→ **TEXTO FORNECIDO**:
O noivo dava à noiva, pois estes povos tinham do casamento a ideia de que era uma compra e venda ao futuro sogro (o noivo comprava a mulher ao sogro). Comprava, logo pagava o preço da mulher. O dote eram os bens que dava ao sogro, mas eram da noiva (preço). O anel de aliança de noivado vem daqui! Antes do dote era compra e venda.
Morgengabe
Herdamos dos Visigodos. O marido dava à mulher na manhã seguinte da noite de núpcias: compensação da perda da virgindade.
Ordálios (Juízos de Deus)
O risco de absolver um criminoso era maior do que condenar um inocente. IN DUBIO PRO REO: presunção de inocência. Provém de Roma. Os Visigodos não tinham este princípio, mas o problema era o mesmo. Suspeita-se apenas, pois não se sabe de nada ao certo. Estamos na Idade Média: época de muita religiosidade. Deus está sempre presente. Não tem suspeitas, tem verdades. Deus viu! Pede-se a Deus um sinal e é aqui que funcionam os ordálios: prova do ferro candente ou em brasa. Dependia da cura da ferida para se saber se havia ou não criminosos/inocentes.
Casamento de Juras
As filhas só casavam mediante o consentimento de seus pais. Mas muitas vezes, os pais opunham-se. O noivo jurava com a noiva, a Igreja reconhecia este casamento e o pai já nada tinha a ver.
Direito Muçulmano
Em 711, uma cavalaria em Tarifa invadiu a Península Ibérica, conquistando tudo, exceto as Montanhas das Astúrias (local onde os Visigodos se refugiavam). O exército árabe era chefiado por Tarique, e rapidamente conquistou a Península Ibérica aos Visigodos.
Relativamente ao Direito Árabe: é um direito religioso, e à frente deste direito estão as normas da Igreja. Os muçulmanos foram um povo tolerante, respeitaram os direitos dos invadidos (Visigodos) – Princípio da Personalidade. Tudo o que tem ‘al’ provém dos árabes.
Fontes do Direito Muçulmano
- Alcorão: bíblia dos Muçulmanos;
- Sunna: conduta pessoal de Maomé, visto como um exemplo;
- Costume.

→ **DADOS FORNECIDOS**:
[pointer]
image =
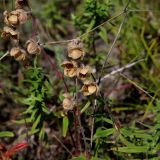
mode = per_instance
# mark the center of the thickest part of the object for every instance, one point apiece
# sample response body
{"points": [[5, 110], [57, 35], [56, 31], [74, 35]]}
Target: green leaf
{"points": [[104, 133], [22, 121], [6, 134], [35, 124], [65, 125], [79, 158], [133, 149], [85, 107]]}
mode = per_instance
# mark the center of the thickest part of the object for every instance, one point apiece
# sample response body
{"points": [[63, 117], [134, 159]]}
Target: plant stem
{"points": [[6, 54]]}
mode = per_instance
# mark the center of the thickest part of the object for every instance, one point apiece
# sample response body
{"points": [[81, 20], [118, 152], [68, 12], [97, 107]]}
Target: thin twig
{"points": [[92, 124], [79, 118], [112, 46], [57, 42], [62, 144], [136, 85], [70, 40], [121, 69], [109, 20], [7, 53], [4, 5]]}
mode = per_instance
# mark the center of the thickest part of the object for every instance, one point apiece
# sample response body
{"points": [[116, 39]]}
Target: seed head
{"points": [[33, 47], [10, 32], [68, 102], [18, 53], [70, 68], [19, 4], [83, 72]]}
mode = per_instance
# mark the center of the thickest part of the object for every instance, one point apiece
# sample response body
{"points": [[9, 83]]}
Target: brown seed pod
{"points": [[33, 47], [9, 32], [89, 88], [68, 102], [15, 17], [83, 72], [75, 49], [18, 53], [19, 4], [70, 68]]}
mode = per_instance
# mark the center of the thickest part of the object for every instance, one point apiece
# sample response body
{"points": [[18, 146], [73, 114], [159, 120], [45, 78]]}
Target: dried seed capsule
{"points": [[70, 68], [89, 88], [15, 17], [9, 32], [22, 16], [83, 72], [19, 4], [18, 53], [33, 47], [75, 49], [68, 102]]}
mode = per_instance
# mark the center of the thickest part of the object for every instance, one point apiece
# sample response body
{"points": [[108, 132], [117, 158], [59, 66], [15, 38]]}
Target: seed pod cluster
{"points": [[75, 67], [68, 102], [13, 19]]}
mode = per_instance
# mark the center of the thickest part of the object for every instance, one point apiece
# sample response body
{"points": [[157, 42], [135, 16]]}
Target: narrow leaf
{"points": [[65, 126], [6, 134]]}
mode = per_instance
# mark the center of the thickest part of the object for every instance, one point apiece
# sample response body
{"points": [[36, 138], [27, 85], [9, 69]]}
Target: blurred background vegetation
{"points": [[127, 120]]}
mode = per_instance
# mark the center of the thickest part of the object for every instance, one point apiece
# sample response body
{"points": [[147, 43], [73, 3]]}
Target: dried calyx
{"points": [[75, 49], [16, 17], [10, 32], [33, 47], [68, 102], [18, 53], [19, 4], [89, 88], [83, 72], [70, 68]]}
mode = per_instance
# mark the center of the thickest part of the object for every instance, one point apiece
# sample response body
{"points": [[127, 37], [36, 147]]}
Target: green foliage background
{"points": [[127, 121]]}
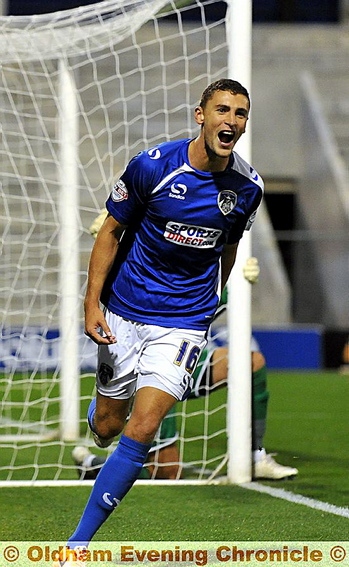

→ **QUESTÃO BREVE 1**:
Extraia do texto sobre o direito medieval o trecho que vai de "Casamento de Juras" a "tinha a ver.".
→ **QUESTÃO BREVE 2**:
Responda com base no texto sobre o direito medieval:
(a) Em que ano uma cavalaria invadiu a Península Ibérica?
(b) Quem chefiava o exército árabe?
(c) Em que momento o marido dava a Morgengabe à mulher?
A listagem provém de uma fonte diferente da do texto.

→ **RESPOSTA CORRETA 1**:
Casamento de Juras
As filhas só casavam mediante o consentimento de seus pais. Mas muitas vezes, os pais opunham-se. O noivo jurava com a noiva, a Igreja reconhecia este casamento e o pai já nada tinha a ver.

→ **RESPOSTA CORRETA 2**:
(a) Em 711.
(b) Tarique.
(c) Na manhã seguinte à noite de núpcias.